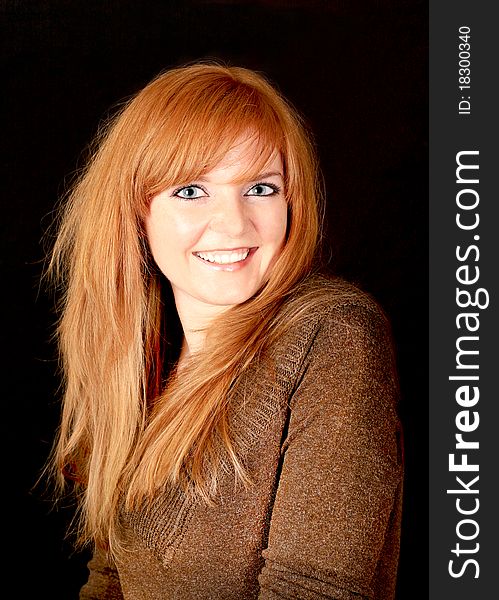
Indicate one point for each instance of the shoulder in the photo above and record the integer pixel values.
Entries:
(347, 335)
(322, 305)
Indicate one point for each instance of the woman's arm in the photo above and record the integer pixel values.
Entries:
(103, 581)
(335, 524)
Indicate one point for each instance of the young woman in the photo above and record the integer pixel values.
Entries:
(229, 420)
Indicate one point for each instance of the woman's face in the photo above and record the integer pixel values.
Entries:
(215, 239)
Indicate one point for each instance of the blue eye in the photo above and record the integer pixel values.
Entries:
(190, 192)
(263, 189)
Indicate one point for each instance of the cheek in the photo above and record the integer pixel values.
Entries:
(169, 231)
(274, 225)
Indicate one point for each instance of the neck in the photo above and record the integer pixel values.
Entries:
(195, 317)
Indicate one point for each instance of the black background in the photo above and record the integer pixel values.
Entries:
(358, 71)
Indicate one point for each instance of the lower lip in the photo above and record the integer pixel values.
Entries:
(228, 266)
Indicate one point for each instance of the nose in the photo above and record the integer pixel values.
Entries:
(230, 216)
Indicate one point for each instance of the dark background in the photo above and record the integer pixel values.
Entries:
(358, 72)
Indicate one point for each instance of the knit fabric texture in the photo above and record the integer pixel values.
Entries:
(315, 422)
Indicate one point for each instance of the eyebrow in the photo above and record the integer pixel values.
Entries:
(257, 178)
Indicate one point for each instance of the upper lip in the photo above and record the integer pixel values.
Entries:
(239, 248)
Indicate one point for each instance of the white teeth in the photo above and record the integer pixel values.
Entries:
(224, 258)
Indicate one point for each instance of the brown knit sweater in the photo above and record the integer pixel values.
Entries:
(315, 422)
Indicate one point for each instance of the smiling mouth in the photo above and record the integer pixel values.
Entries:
(224, 257)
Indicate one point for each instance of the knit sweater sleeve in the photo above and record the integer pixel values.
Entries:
(103, 582)
(341, 469)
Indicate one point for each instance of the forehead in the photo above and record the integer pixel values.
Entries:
(245, 161)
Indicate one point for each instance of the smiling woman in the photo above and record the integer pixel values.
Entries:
(229, 424)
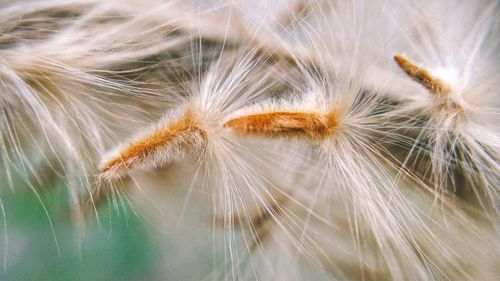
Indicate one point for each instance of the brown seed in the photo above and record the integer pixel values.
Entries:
(422, 76)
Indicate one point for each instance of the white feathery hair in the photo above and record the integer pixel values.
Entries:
(315, 139)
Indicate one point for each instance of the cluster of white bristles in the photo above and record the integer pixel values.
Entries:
(335, 140)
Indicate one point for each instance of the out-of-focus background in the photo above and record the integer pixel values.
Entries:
(39, 241)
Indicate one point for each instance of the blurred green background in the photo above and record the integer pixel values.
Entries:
(116, 248)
□ □ □ □
Given instruction:
Present every line of the entries above as a numbered list, omitting any blank lines and leaving out the pictures.

Output below:
1. Indicate one point for each instance of the shoulder in the photo above and record the integer pixel values.
2. Entries:
3. (347, 335)
4. (322, 305)
5. Indicate one point for each instance of the woman's arm in the photo above and record the integer pixel values.
6. Entries:
7. (103, 581)
8. (335, 524)
9. Indicate one point for each instance of the young woman in the photo above and record the integer pixel values.
10. Entries:
11. (229, 420)
12. Indicate one point for each instance of the woman's face in the photo above and record the integer pixel values.
13. Entries:
14. (215, 239)
15. Indicate one point for each instance of the blue eye in the photo above and record the integer pixel values.
16. Entries:
17. (190, 192)
18. (263, 189)
19. Indicate one point for each instance of the cheek in the photo above and record the integer pixel values.
20. Entries:
21. (169, 231)
22. (274, 225)
23. Indicate one point for each instance of the neck in the photo above and record the integer pixel values.
24. Entries:
25. (195, 317)
26. Indicate one point for each instance of the black background in the photo above and record the integer pixel values.
27. Entries:
28. (358, 71)
29. Indicate one point for each instance of the lower lip in the photo above and record the integer pixel values.
30. Entries:
31. (228, 266)
32. Indicate one point for each instance of the nose in the photo above and record the integer pixel values.
33. Entries:
34. (230, 216)
35. Indicate one point for each instance of the dark background in the photo above and record the integer pixel values.
36. Entries:
37. (358, 72)
38. Indicate one point for each instance of the knit fabric texture in the photo above and record the integer pixel values.
39. Entries:
40. (315, 422)
41. Indicate one point for each instance of the eyebrow in the photo above and record the integer pixel values.
42. Entries:
43. (257, 178)
44. Indicate one point for each instance of the upper lip in the photo above and record the integer pixel values.
45. Entries:
46. (239, 248)
47. Indicate one point for each instance of the white teeth in the photo above and record the integer pixel values.
48. Entries:
49. (224, 258)
50. Indicate one point for each instance of the brown knit sweater in the photo above and record the integer pixel values.
51. Entries:
52. (315, 422)
53. Indicate one point for each instance of the smiling mouth in the photo above and record the integer pixel values.
54. Entries:
55. (224, 257)
56. Indicate one point for each instance of the knit sweater sleeve in the photo above and record the integer pixel values.
57. Entries:
58. (103, 582)
59. (341, 469)
60. Indicate one point for each instance of the forehead in the photo above and record the integer pixel values.
61. Entries:
62. (245, 161)
63. Indicate one point for each instance of the smiling woman in the photo above and record the integer pixel values.
64. Entries:
65. (229, 424)
66. Indicate one point for each instance of the brown seed in the photo above and record the integer pixel values.
67. Entries:
68. (422, 76)
69. Indicate one point for each instance of the white feathery hair in the photo above and record the integer pixel values.
70. Entries:
71. (315, 139)
72. Indicate one point for each instance of the cluster of white bristles in the photo above and record the integer pixel values.
73. Entries:
74. (335, 140)
75. Indicate one point for each instance of the out-of-focus background in the photo above and record the integer pixel values.
76. Entries:
77. (39, 241)
78. Indicate one point for each instance of the blurred green background in the photo above and record the integer pixel values.
79. Entries:
80. (116, 248)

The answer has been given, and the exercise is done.